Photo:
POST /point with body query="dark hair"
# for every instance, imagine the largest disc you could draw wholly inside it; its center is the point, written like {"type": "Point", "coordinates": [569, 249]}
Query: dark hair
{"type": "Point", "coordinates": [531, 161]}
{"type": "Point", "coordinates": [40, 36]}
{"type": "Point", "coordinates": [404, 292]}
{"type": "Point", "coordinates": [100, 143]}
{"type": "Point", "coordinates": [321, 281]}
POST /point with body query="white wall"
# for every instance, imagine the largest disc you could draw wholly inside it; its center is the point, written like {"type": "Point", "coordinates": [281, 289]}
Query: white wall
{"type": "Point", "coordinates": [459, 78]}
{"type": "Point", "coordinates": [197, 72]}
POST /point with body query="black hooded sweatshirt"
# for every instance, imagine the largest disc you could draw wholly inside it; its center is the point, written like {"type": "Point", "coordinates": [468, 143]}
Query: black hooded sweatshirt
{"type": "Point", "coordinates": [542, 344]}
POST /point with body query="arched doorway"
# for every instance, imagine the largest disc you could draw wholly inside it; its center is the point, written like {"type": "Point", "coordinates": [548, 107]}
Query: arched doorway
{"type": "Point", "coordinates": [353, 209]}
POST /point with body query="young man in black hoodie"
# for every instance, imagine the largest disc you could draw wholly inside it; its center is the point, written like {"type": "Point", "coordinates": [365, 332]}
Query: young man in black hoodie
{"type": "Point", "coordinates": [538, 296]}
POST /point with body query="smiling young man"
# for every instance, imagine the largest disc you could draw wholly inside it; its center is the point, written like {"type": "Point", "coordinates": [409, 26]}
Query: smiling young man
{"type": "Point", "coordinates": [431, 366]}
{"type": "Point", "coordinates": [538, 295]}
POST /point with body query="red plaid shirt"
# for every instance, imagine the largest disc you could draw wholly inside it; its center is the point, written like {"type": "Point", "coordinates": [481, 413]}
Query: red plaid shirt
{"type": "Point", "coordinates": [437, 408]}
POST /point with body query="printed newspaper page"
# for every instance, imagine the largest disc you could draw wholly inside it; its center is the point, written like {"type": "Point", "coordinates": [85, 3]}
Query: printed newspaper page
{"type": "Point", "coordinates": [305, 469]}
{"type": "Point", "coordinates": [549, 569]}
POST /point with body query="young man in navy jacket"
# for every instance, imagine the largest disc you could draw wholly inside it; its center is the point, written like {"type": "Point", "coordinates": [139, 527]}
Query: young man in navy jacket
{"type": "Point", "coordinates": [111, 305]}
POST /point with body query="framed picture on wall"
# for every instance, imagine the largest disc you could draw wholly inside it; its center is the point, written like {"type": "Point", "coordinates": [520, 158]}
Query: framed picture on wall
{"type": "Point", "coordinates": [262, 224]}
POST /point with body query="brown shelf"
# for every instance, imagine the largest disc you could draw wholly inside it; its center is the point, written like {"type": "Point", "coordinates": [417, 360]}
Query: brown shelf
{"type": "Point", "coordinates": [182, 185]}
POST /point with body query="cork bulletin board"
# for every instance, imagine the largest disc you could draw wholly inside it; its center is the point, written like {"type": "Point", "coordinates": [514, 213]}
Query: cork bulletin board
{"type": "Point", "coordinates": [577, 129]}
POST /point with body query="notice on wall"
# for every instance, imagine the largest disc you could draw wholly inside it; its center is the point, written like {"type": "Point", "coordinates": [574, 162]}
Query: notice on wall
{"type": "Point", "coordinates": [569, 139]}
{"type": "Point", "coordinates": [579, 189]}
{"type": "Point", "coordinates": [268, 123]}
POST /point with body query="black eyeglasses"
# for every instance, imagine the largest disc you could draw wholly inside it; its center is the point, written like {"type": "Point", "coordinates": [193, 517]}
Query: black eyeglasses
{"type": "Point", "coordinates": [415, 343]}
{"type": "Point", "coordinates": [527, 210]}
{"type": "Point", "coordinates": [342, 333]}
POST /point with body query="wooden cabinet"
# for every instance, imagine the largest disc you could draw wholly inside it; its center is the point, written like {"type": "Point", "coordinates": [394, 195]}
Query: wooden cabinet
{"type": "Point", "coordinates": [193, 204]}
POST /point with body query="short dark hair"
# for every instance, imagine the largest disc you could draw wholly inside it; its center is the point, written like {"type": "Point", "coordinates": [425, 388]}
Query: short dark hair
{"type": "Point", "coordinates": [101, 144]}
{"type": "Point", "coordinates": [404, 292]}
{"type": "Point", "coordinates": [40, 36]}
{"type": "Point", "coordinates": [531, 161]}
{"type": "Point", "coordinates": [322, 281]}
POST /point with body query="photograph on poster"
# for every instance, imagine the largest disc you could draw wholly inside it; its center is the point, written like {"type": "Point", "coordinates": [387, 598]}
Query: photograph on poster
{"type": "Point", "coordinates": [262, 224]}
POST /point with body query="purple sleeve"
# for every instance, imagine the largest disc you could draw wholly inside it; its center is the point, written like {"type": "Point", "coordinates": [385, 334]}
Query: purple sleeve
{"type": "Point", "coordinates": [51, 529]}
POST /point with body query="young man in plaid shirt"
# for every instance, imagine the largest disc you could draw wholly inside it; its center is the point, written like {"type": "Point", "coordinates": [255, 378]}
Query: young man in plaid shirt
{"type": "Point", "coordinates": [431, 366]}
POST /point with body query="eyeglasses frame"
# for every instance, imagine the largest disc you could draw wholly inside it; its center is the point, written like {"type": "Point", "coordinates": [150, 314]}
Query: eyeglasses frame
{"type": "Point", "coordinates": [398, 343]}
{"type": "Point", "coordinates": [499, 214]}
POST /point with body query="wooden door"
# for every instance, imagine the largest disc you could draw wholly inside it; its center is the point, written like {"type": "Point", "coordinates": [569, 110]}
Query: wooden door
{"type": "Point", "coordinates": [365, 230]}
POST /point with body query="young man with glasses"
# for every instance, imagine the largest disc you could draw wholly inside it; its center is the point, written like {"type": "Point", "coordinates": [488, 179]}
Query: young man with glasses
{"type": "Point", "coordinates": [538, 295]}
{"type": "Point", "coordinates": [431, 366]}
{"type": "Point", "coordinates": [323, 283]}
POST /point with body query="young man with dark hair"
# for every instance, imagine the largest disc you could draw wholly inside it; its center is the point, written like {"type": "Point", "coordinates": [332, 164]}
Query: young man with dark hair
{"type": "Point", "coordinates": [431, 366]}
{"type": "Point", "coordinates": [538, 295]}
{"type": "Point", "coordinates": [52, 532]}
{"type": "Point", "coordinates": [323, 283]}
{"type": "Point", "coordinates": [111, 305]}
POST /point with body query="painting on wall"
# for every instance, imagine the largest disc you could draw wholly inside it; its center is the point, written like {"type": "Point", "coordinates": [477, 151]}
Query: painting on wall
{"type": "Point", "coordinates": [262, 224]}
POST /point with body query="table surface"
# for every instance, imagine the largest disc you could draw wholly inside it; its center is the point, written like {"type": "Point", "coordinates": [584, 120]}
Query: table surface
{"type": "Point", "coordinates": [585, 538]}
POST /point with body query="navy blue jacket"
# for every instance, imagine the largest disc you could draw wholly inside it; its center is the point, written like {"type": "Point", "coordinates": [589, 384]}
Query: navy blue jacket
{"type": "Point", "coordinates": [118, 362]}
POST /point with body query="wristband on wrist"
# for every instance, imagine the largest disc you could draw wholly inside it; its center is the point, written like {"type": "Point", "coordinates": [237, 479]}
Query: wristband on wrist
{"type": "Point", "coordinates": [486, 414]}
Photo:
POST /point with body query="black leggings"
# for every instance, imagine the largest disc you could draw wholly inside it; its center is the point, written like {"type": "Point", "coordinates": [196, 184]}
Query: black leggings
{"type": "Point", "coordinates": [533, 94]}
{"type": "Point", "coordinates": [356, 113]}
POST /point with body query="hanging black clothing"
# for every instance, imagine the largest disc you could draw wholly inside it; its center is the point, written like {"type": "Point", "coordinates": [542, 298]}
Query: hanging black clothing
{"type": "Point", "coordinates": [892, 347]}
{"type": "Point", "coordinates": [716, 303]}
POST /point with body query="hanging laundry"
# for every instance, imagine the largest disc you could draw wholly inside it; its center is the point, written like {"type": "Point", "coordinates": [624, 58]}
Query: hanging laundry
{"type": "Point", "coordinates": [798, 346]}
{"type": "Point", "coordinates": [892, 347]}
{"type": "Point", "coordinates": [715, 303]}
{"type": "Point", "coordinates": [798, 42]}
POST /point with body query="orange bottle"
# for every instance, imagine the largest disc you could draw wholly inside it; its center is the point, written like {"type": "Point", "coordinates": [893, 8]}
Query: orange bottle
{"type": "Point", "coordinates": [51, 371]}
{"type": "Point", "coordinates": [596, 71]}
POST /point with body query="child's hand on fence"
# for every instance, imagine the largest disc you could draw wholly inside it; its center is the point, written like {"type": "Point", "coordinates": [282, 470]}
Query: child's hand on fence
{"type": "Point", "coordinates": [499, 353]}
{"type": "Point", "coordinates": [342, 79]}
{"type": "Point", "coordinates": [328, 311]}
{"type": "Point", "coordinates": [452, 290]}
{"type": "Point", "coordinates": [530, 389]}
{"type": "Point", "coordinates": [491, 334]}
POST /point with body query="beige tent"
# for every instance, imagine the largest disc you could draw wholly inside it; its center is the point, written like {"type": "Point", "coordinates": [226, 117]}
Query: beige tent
--- --- ---
■ **Exercise objective**:
Go through the listing and copy each line with the string "tent".

■ **Result of the task**:
POST /point with body query="beige tent"
Query: beige tent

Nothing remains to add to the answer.